- **What you have to do**: Please arrange the data as a Markdown table with the columns "Row" and "Data line," covering only the lines from the one containing "Phrase: curved ramp wall" up to and including the final line of the data. Number each line in the Row column, and leave out blank lines.

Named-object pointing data
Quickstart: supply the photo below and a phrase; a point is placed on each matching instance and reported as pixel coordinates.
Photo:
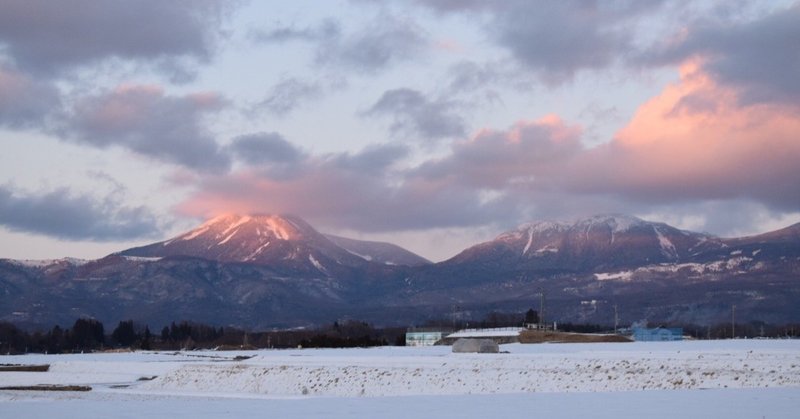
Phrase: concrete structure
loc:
(642, 334)
(424, 336)
(481, 346)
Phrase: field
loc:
(742, 378)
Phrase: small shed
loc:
(659, 334)
(425, 336)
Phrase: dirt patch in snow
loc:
(536, 336)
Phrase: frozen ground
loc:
(744, 378)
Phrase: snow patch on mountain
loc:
(317, 264)
(667, 248)
(530, 240)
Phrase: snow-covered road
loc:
(745, 378)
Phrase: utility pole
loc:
(542, 324)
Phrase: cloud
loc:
(46, 37)
(558, 39)
(414, 115)
(347, 190)
(146, 120)
(759, 57)
(64, 215)
(25, 102)
(265, 148)
(288, 94)
(372, 159)
(327, 29)
(499, 159)
(697, 141)
(368, 50)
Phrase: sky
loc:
(431, 124)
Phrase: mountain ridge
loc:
(214, 273)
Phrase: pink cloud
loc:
(695, 140)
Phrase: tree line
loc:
(91, 335)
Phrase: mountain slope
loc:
(274, 240)
(379, 252)
(600, 242)
(277, 271)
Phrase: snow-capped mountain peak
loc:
(266, 239)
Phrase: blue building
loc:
(660, 334)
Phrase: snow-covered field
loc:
(743, 378)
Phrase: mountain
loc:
(278, 241)
(379, 252)
(648, 270)
(600, 242)
(261, 271)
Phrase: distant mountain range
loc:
(264, 271)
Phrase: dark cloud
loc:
(368, 50)
(372, 159)
(25, 102)
(149, 122)
(416, 116)
(557, 39)
(45, 37)
(528, 153)
(64, 215)
(760, 57)
(265, 148)
(288, 94)
(373, 48)
(326, 30)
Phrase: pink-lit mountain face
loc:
(277, 271)
(274, 240)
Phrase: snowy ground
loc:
(745, 378)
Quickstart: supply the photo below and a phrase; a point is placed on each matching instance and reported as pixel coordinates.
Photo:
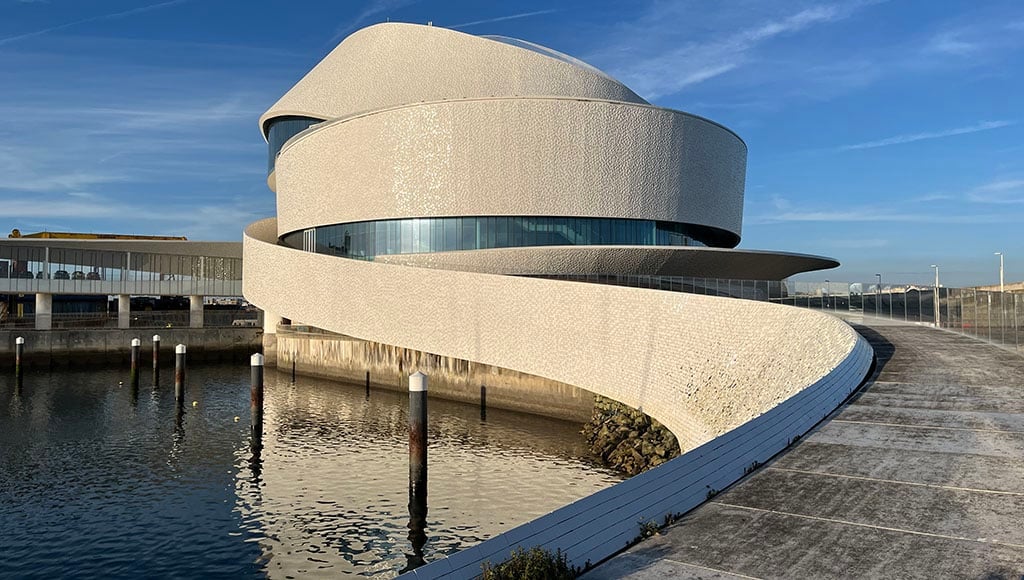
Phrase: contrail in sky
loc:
(502, 18)
(138, 10)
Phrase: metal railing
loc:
(137, 319)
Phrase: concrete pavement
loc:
(920, 475)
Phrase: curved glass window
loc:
(368, 239)
(279, 130)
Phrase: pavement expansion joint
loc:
(869, 526)
(915, 484)
(937, 427)
(715, 570)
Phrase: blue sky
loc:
(889, 135)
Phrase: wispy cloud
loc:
(375, 7)
(109, 16)
(911, 137)
(653, 71)
(883, 215)
(1003, 192)
(503, 18)
(951, 43)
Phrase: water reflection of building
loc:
(415, 163)
(453, 196)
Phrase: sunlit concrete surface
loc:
(921, 475)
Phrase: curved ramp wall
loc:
(735, 380)
(699, 365)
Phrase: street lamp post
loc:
(1000, 270)
(878, 297)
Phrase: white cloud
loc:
(655, 60)
(375, 7)
(503, 18)
(1004, 192)
(951, 43)
(910, 137)
(109, 16)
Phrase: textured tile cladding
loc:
(700, 365)
(626, 260)
(514, 157)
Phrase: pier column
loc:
(124, 311)
(270, 321)
(44, 311)
(196, 312)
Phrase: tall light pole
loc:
(878, 297)
(1000, 270)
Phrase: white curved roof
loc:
(397, 64)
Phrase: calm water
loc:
(95, 482)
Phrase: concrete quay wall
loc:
(347, 359)
(47, 347)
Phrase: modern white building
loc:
(450, 195)
(431, 183)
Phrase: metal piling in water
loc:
(136, 347)
(418, 433)
(179, 375)
(18, 366)
(156, 359)
(256, 399)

- **Solution to this task**:
| Row | Data line |
|---|---|
| 1 | Phrase: curved ramp wall |
| 2 | loc: |
| 3 | (735, 380) |
| 4 | (699, 365) |
| 5 | Phrase: street lamp post |
| 6 | loc: |
| 7 | (1000, 270) |
| 8 | (878, 297) |
| 9 | Phrase: white cloud |
| 10 | loc: |
| 11 | (655, 60) |
| 12 | (375, 7) |
| 13 | (503, 18) |
| 14 | (1004, 192) |
| 15 | (951, 43) |
| 16 | (910, 137) |
| 17 | (109, 16) |
| 18 | Phrase: textured tile cladding |
| 19 | loc: |
| 20 | (700, 365) |
| 21 | (626, 260) |
| 22 | (514, 157) |
| 23 | Phrase: pier column |
| 24 | loc: |
| 25 | (124, 311) |
| 26 | (270, 321) |
| 27 | (44, 311) |
| 28 | (196, 312) |
| 29 | Phrase: tall light pole |
| 30 | loc: |
| 31 | (878, 297) |
| 32 | (1000, 270) |
| 33 | Phrase: white curved roof |
| 34 | loc: |
| 35 | (397, 64) |
| 36 | Phrase: calm water |
| 37 | loc: |
| 38 | (95, 482) |
| 39 | Phrase: concrete quay wall |
| 40 | loc: |
| 41 | (347, 359) |
| 42 | (47, 347) |
| 43 | Phrase: modern white building |
| 44 | loc: |
| 45 | (450, 195) |
| 46 | (431, 183) |
| 47 | Phrase: metal piling in water |
| 48 | loc: |
| 49 | (136, 347) |
| 50 | (418, 433) |
| 51 | (179, 375) |
| 52 | (18, 366) |
| 53 | (156, 359) |
| 54 | (256, 399) |